> **EXERCISE GOAL**: Return, character for character, the lines from the one bearing "point: dark night" through the end of the material. Omit everything before that line.

> **RECORDS TO USE**:

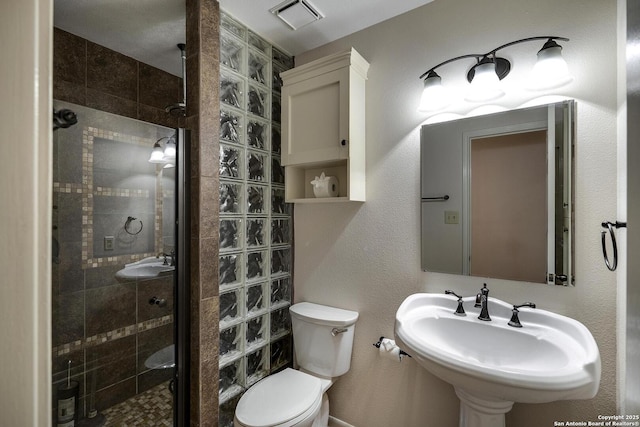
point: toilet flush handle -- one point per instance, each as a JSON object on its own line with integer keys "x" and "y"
{"x": 336, "y": 331}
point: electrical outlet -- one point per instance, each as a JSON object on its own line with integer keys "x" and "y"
{"x": 451, "y": 217}
{"x": 108, "y": 243}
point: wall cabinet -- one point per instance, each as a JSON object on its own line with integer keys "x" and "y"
{"x": 323, "y": 126}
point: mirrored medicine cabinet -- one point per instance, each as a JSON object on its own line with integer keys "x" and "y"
{"x": 497, "y": 195}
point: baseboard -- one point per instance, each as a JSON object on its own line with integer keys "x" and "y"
{"x": 334, "y": 422}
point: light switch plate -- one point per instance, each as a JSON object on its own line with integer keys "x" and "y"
{"x": 451, "y": 217}
{"x": 108, "y": 243}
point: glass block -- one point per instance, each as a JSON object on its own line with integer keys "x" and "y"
{"x": 276, "y": 81}
{"x": 255, "y": 199}
{"x": 232, "y": 52}
{"x": 256, "y": 332}
{"x": 230, "y": 234}
{"x": 233, "y": 26}
{"x": 256, "y": 232}
{"x": 280, "y": 322}
{"x": 276, "y": 139}
{"x": 281, "y": 261}
{"x": 257, "y": 134}
{"x": 257, "y": 365}
{"x": 230, "y": 307}
{"x": 276, "y": 109}
{"x": 256, "y": 302}
{"x": 230, "y": 272}
{"x": 231, "y": 125}
{"x": 228, "y": 411}
{"x": 258, "y": 68}
{"x": 256, "y": 262}
{"x": 280, "y": 232}
{"x": 277, "y": 171}
{"x": 259, "y": 43}
{"x": 281, "y": 292}
{"x": 256, "y": 166}
{"x": 281, "y": 351}
{"x": 257, "y": 101}
{"x": 278, "y": 206}
{"x": 230, "y": 381}
{"x": 279, "y": 56}
{"x": 230, "y": 196}
{"x": 231, "y": 343}
{"x": 231, "y": 90}
{"x": 230, "y": 162}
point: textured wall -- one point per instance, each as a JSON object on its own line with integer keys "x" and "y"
{"x": 366, "y": 257}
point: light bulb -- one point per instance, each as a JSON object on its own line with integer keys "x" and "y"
{"x": 434, "y": 95}
{"x": 551, "y": 70}
{"x": 157, "y": 154}
{"x": 169, "y": 151}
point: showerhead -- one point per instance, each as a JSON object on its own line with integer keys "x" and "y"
{"x": 180, "y": 108}
{"x": 64, "y": 118}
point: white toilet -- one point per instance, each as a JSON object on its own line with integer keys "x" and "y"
{"x": 323, "y": 340}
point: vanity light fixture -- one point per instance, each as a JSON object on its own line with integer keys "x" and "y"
{"x": 550, "y": 71}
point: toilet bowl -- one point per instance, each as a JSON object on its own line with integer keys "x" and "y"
{"x": 286, "y": 399}
{"x": 323, "y": 340}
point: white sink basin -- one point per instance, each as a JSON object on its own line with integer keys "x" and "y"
{"x": 147, "y": 268}
{"x": 552, "y": 357}
{"x": 161, "y": 359}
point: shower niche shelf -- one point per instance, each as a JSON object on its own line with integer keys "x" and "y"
{"x": 323, "y": 127}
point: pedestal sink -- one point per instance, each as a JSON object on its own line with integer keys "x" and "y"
{"x": 146, "y": 268}
{"x": 492, "y": 365}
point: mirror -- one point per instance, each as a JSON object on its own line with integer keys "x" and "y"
{"x": 497, "y": 195}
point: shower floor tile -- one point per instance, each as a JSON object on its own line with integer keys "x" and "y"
{"x": 154, "y": 407}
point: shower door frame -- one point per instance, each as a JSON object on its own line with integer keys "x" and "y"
{"x": 182, "y": 282}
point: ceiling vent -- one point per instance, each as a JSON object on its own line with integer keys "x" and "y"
{"x": 296, "y": 13}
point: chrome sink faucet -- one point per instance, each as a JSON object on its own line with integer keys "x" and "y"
{"x": 482, "y": 300}
{"x": 165, "y": 255}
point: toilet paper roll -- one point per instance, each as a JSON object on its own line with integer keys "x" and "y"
{"x": 389, "y": 350}
{"x": 326, "y": 188}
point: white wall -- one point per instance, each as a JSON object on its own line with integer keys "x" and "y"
{"x": 25, "y": 212}
{"x": 366, "y": 257}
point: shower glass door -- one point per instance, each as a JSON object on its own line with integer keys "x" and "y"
{"x": 114, "y": 265}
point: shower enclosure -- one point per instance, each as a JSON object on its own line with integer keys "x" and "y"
{"x": 118, "y": 283}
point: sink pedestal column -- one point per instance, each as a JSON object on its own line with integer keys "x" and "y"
{"x": 479, "y": 412}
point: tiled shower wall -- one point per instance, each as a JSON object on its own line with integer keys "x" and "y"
{"x": 255, "y": 223}
{"x": 97, "y": 320}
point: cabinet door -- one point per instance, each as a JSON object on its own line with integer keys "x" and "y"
{"x": 315, "y": 119}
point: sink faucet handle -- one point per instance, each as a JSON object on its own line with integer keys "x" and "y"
{"x": 515, "y": 321}
{"x": 483, "y": 291}
{"x": 460, "y": 310}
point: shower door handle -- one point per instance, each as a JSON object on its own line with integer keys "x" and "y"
{"x": 612, "y": 265}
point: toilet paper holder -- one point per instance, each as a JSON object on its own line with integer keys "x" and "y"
{"x": 379, "y": 343}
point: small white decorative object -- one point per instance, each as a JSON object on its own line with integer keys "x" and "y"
{"x": 325, "y": 186}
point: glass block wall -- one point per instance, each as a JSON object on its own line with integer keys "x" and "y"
{"x": 255, "y": 223}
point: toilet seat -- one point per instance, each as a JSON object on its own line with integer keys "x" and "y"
{"x": 283, "y": 399}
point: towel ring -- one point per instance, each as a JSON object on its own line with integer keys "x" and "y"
{"x": 128, "y": 224}
{"x": 611, "y": 265}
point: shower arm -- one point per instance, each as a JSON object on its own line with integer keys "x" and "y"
{"x": 183, "y": 54}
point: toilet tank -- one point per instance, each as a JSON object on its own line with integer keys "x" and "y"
{"x": 317, "y": 349}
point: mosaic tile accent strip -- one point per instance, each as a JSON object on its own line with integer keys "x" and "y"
{"x": 154, "y": 408}
{"x": 66, "y": 187}
{"x": 255, "y": 235}
{"x": 112, "y": 335}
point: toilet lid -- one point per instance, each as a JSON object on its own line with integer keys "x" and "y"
{"x": 278, "y": 398}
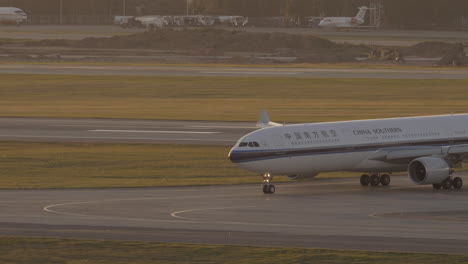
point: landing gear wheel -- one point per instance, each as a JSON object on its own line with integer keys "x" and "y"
{"x": 385, "y": 180}
{"x": 374, "y": 180}
{"x": 271, "y": 189}
{"x": 365, "y": 180}
{"x": 447, "y": 184}
{"x": 267, "y": 187}
{"x": 457, "y": 183}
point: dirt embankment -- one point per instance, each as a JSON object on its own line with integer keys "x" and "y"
{"x": 169, "y": 39}
{"x": 226, "y": 46}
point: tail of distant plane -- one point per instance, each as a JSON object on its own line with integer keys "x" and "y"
{"x": 265, "y": 120}
{"x": 362, "y": 13}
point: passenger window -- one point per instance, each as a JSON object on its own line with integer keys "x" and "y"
{"x": 243, "y": 144}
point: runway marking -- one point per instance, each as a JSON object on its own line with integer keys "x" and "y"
{"x": 154, "y": 131}
{"x": 194, "y": 221}
{"x": 116, "y": 138}
{"x": 251, "y": 73}
{"x": 175, "y": 214}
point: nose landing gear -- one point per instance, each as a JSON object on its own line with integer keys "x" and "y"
{"x": 268, "y": 188}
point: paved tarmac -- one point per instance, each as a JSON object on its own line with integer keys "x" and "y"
{"x": 337, "y": 214}
{"x": 123, "y": 130}
{"x": 224, "y": 71}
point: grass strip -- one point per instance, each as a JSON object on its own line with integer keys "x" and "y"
{"x": 226, "y": 98}
{"x": 40, "y": 165}
{"x": 48, "y": 250}
{"x": 27, "y": 165}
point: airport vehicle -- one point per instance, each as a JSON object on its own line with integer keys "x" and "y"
{"x": 12, "y": 15}
{"x": 152, "y": 22}
{"x": 427, "y": 147}
{"x": 125, "y": 21}
{"x": 344, "y": 22}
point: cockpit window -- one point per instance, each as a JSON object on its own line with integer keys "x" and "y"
{"x": 243, "y": 144}
{"x": 249, "y": 144}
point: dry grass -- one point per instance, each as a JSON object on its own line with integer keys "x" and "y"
{"x": 41, "y": 250}
{"x": 224, "y": 98}
{"x": 80, "y": 165}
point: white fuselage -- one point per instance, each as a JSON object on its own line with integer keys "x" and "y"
{"x": 12, "y": 15}
{"x": 308, "y": 149}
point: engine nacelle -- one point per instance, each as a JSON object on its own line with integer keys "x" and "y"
{"x": 428, "y": 170}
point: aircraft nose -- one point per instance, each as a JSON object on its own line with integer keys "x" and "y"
{"x": 234, "y": 156}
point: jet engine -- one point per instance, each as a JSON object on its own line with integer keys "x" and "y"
{"x": 428, "y": 170}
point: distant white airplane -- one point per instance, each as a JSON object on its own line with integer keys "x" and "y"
{"x": 12, "y": 15}
{"x": 344, "y": 22}
{"x": 427, "y": 147}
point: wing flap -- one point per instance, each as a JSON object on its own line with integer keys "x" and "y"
{"x": 405, "y": 153}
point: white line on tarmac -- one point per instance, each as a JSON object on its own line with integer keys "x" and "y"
{"x": 154, "y": 131}
{"x": 117, "y": 138}
{"x": 251, "y": 73}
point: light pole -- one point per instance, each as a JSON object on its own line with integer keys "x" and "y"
{"x": 187, "y": 6}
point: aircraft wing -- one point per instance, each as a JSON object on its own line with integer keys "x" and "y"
{"x": 405, "y": 154}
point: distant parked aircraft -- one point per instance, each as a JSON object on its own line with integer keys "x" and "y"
{"x": 12, "y": 15}
{"x": 345, "y": 22}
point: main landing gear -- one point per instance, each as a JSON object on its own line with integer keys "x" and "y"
{"x": 375, "y": 179}
{"x": 268, "y": 188}
{"x": 456, "y": 183}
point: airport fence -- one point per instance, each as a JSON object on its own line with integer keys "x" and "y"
{"x": 70, "y": 20}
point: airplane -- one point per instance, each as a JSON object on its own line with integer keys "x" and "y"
{"x": 12, "y": 15}
{"x": 427, "y": 147}
{"x": 344, "y": 22}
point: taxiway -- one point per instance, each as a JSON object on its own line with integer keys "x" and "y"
{"x": 337, "y": 214}
{"x": 123, "y": 130}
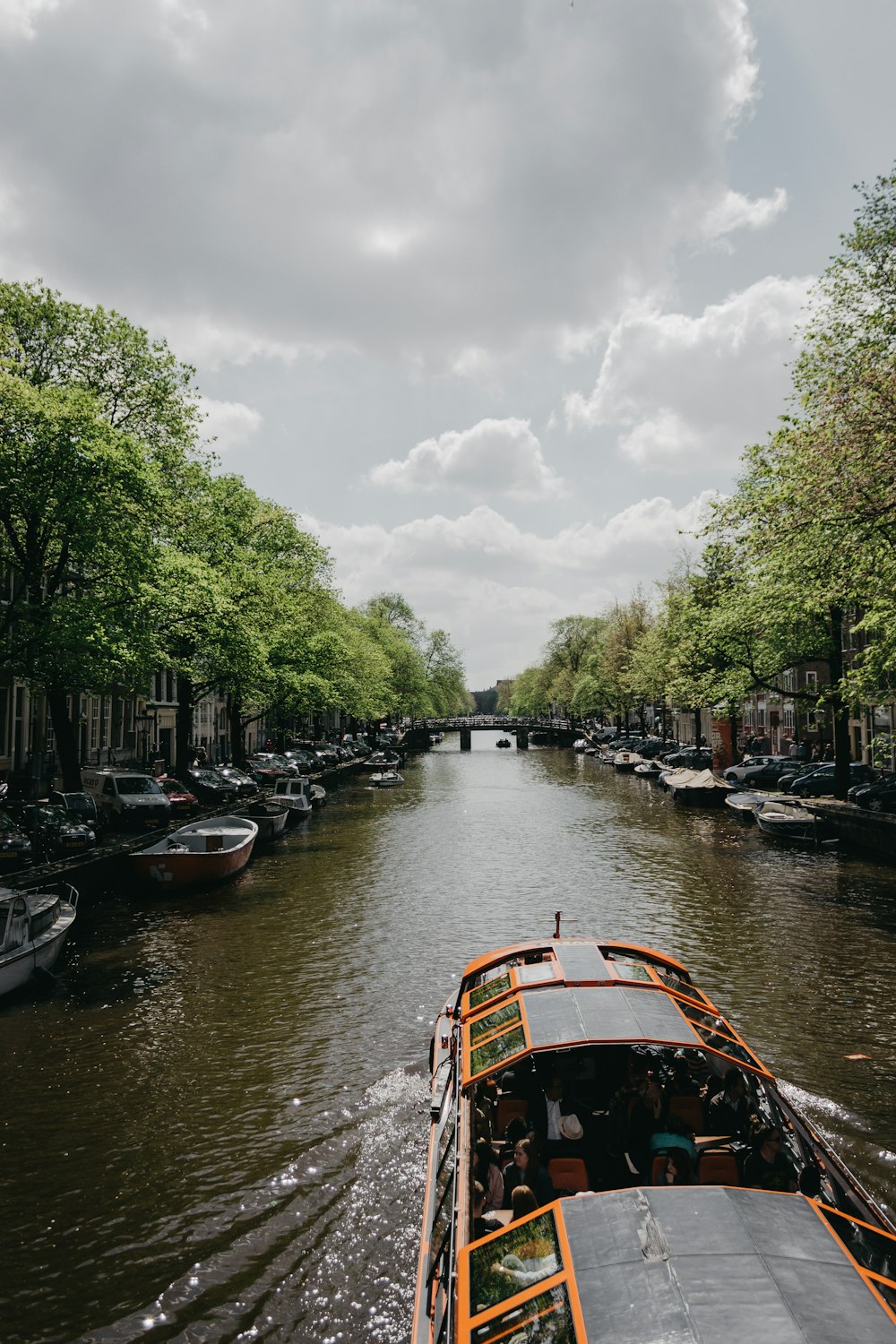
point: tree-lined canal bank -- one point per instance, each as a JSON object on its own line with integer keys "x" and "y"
{"x": 214, "y": 1124}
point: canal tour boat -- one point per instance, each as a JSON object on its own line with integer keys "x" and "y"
{"x": 619, "y": 1253}
{"x": 32, "y": 930}
{"x": 198, "y": 855}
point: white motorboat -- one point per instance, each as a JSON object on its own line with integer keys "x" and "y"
{"x": 786, "y": 820}
{"x": 201, "y": 854}
{"x": 295, "y": 795}
{"x": 32, "y": 930}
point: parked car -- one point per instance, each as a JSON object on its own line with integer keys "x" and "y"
{"x": 54, "y": 832}
{"x": 266, "y": 776}
{"x": 15, "y": 846}
{"x": 126, "y": 797}
{"x": 301, "y": 758}
{"x": 689, "y": 758}
{"x": 82, "y": 806}
{"x": 183, "y": 803}
{"x": 759, "y": 771}
{"x": 273, "y": 760}
{"x": 211, "y": 789}
{"x": 821, "y": 781}
{"x": 246, "y": 787}
{"x": 879, "y": 796}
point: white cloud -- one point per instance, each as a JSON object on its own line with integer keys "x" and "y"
{"x": 18, "y": 18}
{"x": 230, "y": 424}
{"x": 737, "y": 211}
{"x": 689, "y": 392}
{"x": 438, "y": 183}
{"x": 495, "y": 586}
{"x": 492, "y": 459}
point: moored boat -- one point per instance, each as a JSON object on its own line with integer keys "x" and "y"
{"x": 296, "y": 796}
{"x": 649, "y": 771}
{"x": 626, "y": 761}
{"x": 32, "y": 930}
{"x": 621, "y": 1252}
{"x": 745, "y": 803}
{"x": 202, "y": 854}
{"x": 786, "y": 820}
{"x": 700, "y": 787}
{"x": 269, "y": 816}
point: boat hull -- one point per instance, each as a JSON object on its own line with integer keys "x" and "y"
{"x": 201, "y": 855}
{"x": 38, "y": 953}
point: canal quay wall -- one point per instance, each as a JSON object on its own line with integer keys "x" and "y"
{"x": 107, "y": 866}
{"x": 860, "y": 830}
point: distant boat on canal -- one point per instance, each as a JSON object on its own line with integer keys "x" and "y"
{"x": 202, "y": 854}
{"x": 32, "y": 932}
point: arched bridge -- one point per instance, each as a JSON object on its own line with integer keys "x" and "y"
{"x": 556, "y": 731}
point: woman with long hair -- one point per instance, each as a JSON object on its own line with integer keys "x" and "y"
{"x": 525, "y": 1169}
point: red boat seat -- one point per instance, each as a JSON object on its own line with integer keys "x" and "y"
{"x": 718, "y": 1167}
{"x": 568, "y": 1174}
{"x": 508, "y": 1109}
{"x": 688, "y": 1109}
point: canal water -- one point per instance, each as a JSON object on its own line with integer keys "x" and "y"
{"x": 212, "y": 1126}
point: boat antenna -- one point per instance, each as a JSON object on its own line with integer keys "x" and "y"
{"x": 557, "y": 917}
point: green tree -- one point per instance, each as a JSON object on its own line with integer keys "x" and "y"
{"x": 109, "y": 413}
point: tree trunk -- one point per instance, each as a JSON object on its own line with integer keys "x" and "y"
{"x": 66, "y": 741}
{"x": 839, "y": 706}
{"x": 185, "y": 728}
{"x": 236, "y": 731}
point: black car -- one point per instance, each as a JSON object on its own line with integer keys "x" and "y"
{"x": 821, "y": 781}
{"x": 15, "y": 846}
{"x": 53, "y": 831}
{"x": 246, "y": 787}
{"x": 689, "y": 758}
{"x": 879, "y": 796}
{"x": 81, "y": 806}
{"x": 211, "y": 789}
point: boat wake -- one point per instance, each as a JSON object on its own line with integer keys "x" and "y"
{"x": 325, "y": 1250}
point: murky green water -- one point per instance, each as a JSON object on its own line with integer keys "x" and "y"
{"x": 214, "y": 1125}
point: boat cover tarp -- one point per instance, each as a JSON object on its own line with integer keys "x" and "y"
{"x": 716, "y": 1266}
{"x": 582, "y": 962}
{"x": 696, "y": 780}
{"x": 563, "y": 1016}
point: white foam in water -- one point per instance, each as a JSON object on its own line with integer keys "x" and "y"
{"x": 332, "y": 1258}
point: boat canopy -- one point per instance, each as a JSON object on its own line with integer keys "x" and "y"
{"x": 582, "y": 994}
{"x": 684, "y": 1263}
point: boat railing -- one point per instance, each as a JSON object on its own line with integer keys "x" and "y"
{"x": 441, "y": 1214}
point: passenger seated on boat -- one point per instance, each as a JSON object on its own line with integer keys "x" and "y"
{"x": 547, "y": 1110}
{"x": 522, "y": 1202}
{"x": 485, "y": 1167}
{"x": 766, "y": 1166}
{"x": 681, "y": 1083}
{"x": 525, "y": 1169}
{"x": 731, "y": 1109}
{"x": 482, "y": 1225}
{"x": 646, "y": 1117}
{"x": 676, "y": 1168}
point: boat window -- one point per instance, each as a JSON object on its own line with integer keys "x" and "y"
{"x": 508, "y": 1263}
{"x": 490, "y": 989}
{"x": 536, "y": 973}
{"x": 495, "y": 1050}
{"x": 633, "y": 970}
{"x": 493, "y": 1021}
{"x": 544, "y": 1317}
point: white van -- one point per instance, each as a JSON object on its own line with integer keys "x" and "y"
{"x": 126, "y": 797}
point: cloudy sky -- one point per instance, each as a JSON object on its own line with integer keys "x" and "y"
{"x": 490, "y": 292}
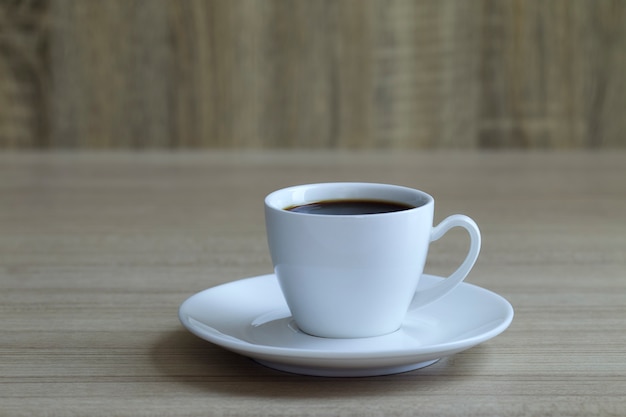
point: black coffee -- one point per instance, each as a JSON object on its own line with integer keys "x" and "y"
{"x": 350, "y": 207}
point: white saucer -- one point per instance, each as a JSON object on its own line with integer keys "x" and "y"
{"x": 250, "y": 317}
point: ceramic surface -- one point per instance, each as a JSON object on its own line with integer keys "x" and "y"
{"x": 250, "y": 317}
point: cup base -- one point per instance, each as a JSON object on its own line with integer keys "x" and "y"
{"x": 345, "y": 373}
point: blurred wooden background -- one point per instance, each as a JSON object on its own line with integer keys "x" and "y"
{"x": 313, "y": 73}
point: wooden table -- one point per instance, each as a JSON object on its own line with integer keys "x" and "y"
{"x": 97, "y": 251}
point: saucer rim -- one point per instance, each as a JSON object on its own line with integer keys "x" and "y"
{"x": 282, "y": 354}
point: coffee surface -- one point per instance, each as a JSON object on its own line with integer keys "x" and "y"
{"x": 350, "y": 207}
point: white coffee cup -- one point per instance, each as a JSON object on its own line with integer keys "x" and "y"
{"x": 356, "y": 275}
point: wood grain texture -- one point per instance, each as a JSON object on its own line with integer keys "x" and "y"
{"x": 397, "y": 74}
{"x": 97, "y": 251}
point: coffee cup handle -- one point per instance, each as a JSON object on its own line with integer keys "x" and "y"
{"x": 437, "y": 291}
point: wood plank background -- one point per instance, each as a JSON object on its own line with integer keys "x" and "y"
{"x": 393, "y": 74}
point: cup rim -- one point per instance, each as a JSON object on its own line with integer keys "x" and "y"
{"x": 295, "y": 195}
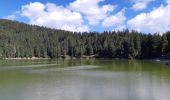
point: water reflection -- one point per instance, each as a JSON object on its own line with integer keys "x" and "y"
{"x": 111, "y": 80}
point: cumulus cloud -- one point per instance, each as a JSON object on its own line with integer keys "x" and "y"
{"x": 54, "y": 16}
{"x": 116, "y": 19}
{"x": 91, "y": 10}
{"x": 12, "y": 16}
{"x": 158, "y": 20}
{"x": 140, "y": 4}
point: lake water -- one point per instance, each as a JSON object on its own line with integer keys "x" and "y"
{"x": 84, "y": 80}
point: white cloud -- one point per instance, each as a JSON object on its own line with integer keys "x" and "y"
{"x": 158, "y": 20}
{"x": 53, "y": 16}
{"x": 140, "y": 4}
{"x": 12, "y": 16}
{"x": 120, "y": 27}
{"x": 91, "y": 9}
{"x": 116, "y": 19}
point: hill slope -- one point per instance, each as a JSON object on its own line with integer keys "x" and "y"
{"x": 23, "y": 40}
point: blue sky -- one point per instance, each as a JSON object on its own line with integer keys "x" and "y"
{"x": 147, "y": 16}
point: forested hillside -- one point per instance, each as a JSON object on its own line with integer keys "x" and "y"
{"x": 22, "y": 40}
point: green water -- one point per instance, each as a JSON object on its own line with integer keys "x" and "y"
{"x": 84, "y": 80}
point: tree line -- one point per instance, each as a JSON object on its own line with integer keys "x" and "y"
{"x": 23, "y": 40}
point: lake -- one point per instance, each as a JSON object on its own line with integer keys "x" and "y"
{"x": 84, "y": 80}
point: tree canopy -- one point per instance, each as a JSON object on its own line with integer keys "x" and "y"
{"x": 23, "y": 40}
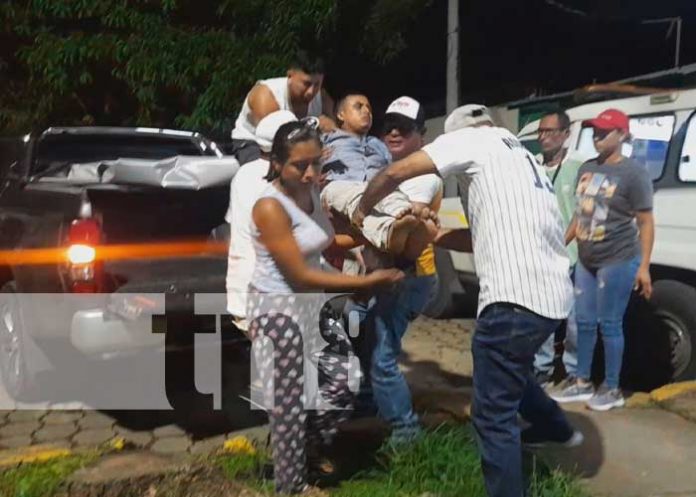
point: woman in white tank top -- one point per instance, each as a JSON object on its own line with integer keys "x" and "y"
{"x": 245, "y": 126}
{"x": 290, "y": 230}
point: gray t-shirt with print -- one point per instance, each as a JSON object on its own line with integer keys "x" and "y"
{"x": 608, "y": 198}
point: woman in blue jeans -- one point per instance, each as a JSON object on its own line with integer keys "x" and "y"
{"x": 614, "y": 227}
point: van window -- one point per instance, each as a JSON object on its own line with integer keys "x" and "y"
{"x": 532, "y": 145}
{"x": 11, "y": 151}
{"x": 687, "y": 161}
{"x": 651, "y": 136}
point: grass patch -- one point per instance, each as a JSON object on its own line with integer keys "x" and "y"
{"x": 40, "y": 479}
{"x": 444, "y": 462}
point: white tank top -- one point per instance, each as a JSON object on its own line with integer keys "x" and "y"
{"x": 243, "y": 127}
{"x": 313, "y": 234}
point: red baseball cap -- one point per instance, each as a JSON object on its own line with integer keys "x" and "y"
{"x": 608, "y": 120}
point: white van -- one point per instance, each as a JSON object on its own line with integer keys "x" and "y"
{"x": 661, "y": 335}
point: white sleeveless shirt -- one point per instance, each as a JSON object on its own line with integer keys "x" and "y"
{"x": 243, "y": 127}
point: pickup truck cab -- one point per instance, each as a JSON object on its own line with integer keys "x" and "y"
{"x": 53, "y": 222}
{"x": 661, "y": 334}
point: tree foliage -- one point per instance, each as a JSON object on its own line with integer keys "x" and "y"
{"x": 185, "y": 63}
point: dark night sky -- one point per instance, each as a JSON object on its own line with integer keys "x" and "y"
{"x": 512, "y": 48}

> **REPLY**:
point: dark night sky -- one point per instance, each as a JSON object on its own line with integer keys "x" and "y"
{"x": 512, "y": 48}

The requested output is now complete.